Alıntılanan Metin:
- - -
Popülizmin Zirvelerinde “Yürüyüş”
15 Temmuz işgal girişiminden bu yana bir sene geçti. Şehitlerimizi rahmetle andık. Gazilerimize şükranlarımızı sunduk. Yine milyonlar meydanlardaydı. Bir sene önce meydanlarda, caddelerde, köprülerde silahlara karşı duranlar bir sene sonra aynı yerlerde zaferlerini kutladılar ve yanlarında omuz omuza direnirken vurulup düşenler için bir kez daha göz yaşı döktüler. Başta Cumhurbaşkanımız olmak üzere tüm sorumlular FÖTÖ ile mücadelenin en ufak bir aksaklığa uğramadan, gevşemeden, sulandırılmasına izin verilemeden devam edeceğini bir kez daha vurguladılar. Meydanlardaki milyonlar da bir kez daha bunun takipçisi olacaklarını göstermiş oldular.
- - -
Verilen Görev A:
15 Temmuz'un yıl dönümüyle ilgili yazıda "15 Temmuz işgal" ile başlayıp "olacaklarını göstermiş oldular." ile biten bölümü kelimesi kelimesine aktarın.
Verilen Görev B:
15 Temmuz'un yıl dönümüyle ilgili yazıyı iki cümleyle özetleyin.
Verilen Görev C:
15 Temmuz'un yıl dönümüyle ilgili yazıyı kaldığı yerden devam ettirin.

Verilen Satırlar:
- - -
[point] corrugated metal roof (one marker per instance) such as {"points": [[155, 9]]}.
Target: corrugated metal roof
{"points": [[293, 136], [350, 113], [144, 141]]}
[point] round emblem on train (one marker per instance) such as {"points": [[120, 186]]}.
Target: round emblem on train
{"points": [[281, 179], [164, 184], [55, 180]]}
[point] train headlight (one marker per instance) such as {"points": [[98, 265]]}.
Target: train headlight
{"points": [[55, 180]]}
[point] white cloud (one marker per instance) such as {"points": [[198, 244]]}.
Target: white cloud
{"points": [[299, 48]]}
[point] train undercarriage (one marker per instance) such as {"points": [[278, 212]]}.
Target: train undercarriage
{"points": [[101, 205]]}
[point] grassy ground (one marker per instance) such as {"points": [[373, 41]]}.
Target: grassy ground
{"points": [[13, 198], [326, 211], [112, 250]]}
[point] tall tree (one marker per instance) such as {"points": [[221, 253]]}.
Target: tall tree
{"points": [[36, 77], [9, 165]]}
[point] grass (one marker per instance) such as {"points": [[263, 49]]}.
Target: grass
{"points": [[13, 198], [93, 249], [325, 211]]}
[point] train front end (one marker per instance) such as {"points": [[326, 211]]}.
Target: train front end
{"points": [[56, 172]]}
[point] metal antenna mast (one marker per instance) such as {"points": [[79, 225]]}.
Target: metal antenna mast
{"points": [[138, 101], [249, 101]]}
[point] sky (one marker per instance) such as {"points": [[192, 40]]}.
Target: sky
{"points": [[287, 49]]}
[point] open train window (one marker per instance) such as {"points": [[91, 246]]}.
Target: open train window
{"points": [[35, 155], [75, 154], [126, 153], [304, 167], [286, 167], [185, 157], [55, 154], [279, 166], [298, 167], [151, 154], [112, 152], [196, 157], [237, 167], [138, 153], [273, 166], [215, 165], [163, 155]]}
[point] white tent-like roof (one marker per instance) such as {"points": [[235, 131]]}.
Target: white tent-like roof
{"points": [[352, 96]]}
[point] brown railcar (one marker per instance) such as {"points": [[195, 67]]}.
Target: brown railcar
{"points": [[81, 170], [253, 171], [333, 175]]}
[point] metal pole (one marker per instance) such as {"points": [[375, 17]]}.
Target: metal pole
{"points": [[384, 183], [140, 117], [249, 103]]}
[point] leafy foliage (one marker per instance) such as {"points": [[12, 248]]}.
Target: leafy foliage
- - -
Nihai Sonuç A:
15 Temmuz işgal girişiminden bu yana bir sene geçti. Şehitlerimizi rahmetle andık. Gazilerimize şükranlarımızı sunduk. Yine milyonlar meydanlardaydı. Bir sene önce meydanlarda, caddelerde, köprülerde silahlara karşı duranlar bir sene sonra aynı yerlerde zaferlerini kutladılar ve yanlarında omuz omuza direnirken vurulup düşenler için bir kez daha göz yaşı döktüler. Başta Cumhurbaşkanımız olmak üzere tüm sorumlular FÖTÖ ile mücadelenin en ufak bir aksaklığa uğramadan, gevşemeden, sulandırılmasına izin verilemeden devam edeceğini bir kez daha vurguladılar. Meydanlardaki milyonlar da bir kez daha bunun takipçisi olacaklarını göstermiş oldular.

Nihai Sonuç B:
15 Temmuz işgal girişiminin üzerinden bir yıl geçmiş; şehitler rahmetle anılmış, gazilere şükran sunulmuş, milyonlar yine meydanlarda zaferlerini kutlayıp vurulup düşenler için gözyaşı dökmüştür. Cumhurbaşkanı başta olmak üzere tüm sorumlular mücadelenin aksamadan ve gevşemeden süreceğini vurgulamış, meydanlardaki milyonlar da bunun takipçisi olacaklarını göstermiştir.

Nihai Sonuç C:
Bu, ümitlerimizi tazeleyen tabloya rağmen içimizi karartan, sinirimizi bozan, tepemizi attıran şeyler de olmuyor değil. Toplum bu konuda sürekli müteyakkız olduğu için çoğu zaman son derece hızlı tepki veriyor. Bu tepkiler (tamamı olmasa da) bazı yanlışların düzeltilmesinde oldukça etkili oluyor. Bu yüzden bir süre daha bu halin devamı hayati önemde. Zaten bu çok iyi bilindiği için toplumun dikkatini başka noktalara çekecek, bu meseledeki konsantrasyonu ve motivasyonu bozacak türlü yollar deneniyor. Kontrollü darbe iddiasından adalet yürüyüşüne kadar bir çok teşebbüs temelde bunu amaçlıyor. Açıkçası bir ölçüde başarılı olunduğunu kabul etmek gerekir. Çok şükür ki 15 Temmuz’un birinci yıl dönümü olanları tekrar hatırlamamıza ve toplumca asıl meseleye bir kez daha odaklanmamıza vesile oldu. Milyonlar Cumhurbaşkanı’mızın bir sene önceki duruşundan ve kararlılığından bir adım dahi geri gitmediğini bir kez daha gördüler.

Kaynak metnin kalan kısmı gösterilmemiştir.